As a part of this cascade-driven reorganization process, information cascades can also create assortative social networks, where people tend to be connected to others who are similar in some characteristic. Tweet cascades increase in the similarity between connected users, as users lose ties to more dissimilar users and add new ties to similar users. Information cascades created by news coverage in the media may also foster political polarization by sorting social networks along political lines: Twitter users who follow and share more polarized news coverage tend to lose social ties to users of the opposite ideology.

=== Historical examples ===
- Small protests began in Leipzig, Germany in 1989 with just a handful of activists challenging the German Democratic Republic. For almost a year, protesters met every Monday growing by a few people each time. By the time the government attempted to address it in September 1989, it was too big to quash. In October, the number of protesters reached 100,000 and by the first Monday in November, over 400,000 people marched the streets of Leipzig. Two days later the Berlin Wall was dismantled.

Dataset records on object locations
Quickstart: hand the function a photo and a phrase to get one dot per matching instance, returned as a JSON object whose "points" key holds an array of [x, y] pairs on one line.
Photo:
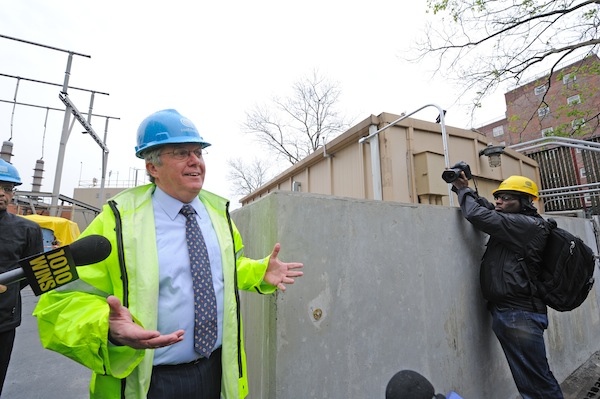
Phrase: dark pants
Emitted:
{"points": [[198, 380], [7, 340], [521, 335]]}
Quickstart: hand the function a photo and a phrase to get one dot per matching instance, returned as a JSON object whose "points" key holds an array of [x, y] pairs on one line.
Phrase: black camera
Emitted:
{"points": [[453, 173]]}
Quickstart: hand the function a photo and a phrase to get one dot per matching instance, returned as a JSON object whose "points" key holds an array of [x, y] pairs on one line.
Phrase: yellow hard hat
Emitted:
{"points": [[520, 184]]}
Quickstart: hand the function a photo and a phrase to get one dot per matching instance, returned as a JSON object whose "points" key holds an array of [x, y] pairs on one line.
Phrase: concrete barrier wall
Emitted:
{"points": [[387, 286]]}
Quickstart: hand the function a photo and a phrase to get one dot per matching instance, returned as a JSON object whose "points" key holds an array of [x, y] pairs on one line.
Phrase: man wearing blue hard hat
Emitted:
{"points": [[172, 327], [20, 238]]}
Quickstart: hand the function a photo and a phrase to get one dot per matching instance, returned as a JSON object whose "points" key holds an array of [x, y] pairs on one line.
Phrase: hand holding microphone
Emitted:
{"points": [[49, 270]]}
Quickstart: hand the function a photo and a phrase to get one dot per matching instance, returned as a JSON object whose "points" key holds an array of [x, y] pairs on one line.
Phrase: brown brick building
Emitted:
{"points": [[563, 103]]}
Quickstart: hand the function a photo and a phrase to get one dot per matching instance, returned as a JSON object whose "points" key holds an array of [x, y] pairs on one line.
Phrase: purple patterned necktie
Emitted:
{"points": [[205, 302]]}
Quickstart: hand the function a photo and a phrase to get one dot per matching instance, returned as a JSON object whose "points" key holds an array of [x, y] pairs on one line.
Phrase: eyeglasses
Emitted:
{"points": [[505, 197], [7, 188], [183, 153]]}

Work to be completed: Reproduce the section of the passage on information cascades above that begins with "As a part of" and ends after "the opposite ideology.".

Response to this exercise:
As a part of this cascade-driven reorganization process, information cascades can also create assortative social networks, where people tend to be connected to others who are similar in some characteristic. Tweet cascades increase in the similarity between connected users, as users lose ties to more dissimilar users and add new ties to similar users. Information cascades created by news coverage in the media may also foster political polarization by sorting social networks along political lines: Twitter users who follow and share more polarized news coverage tend to lose social ties to users of the opposite ideology.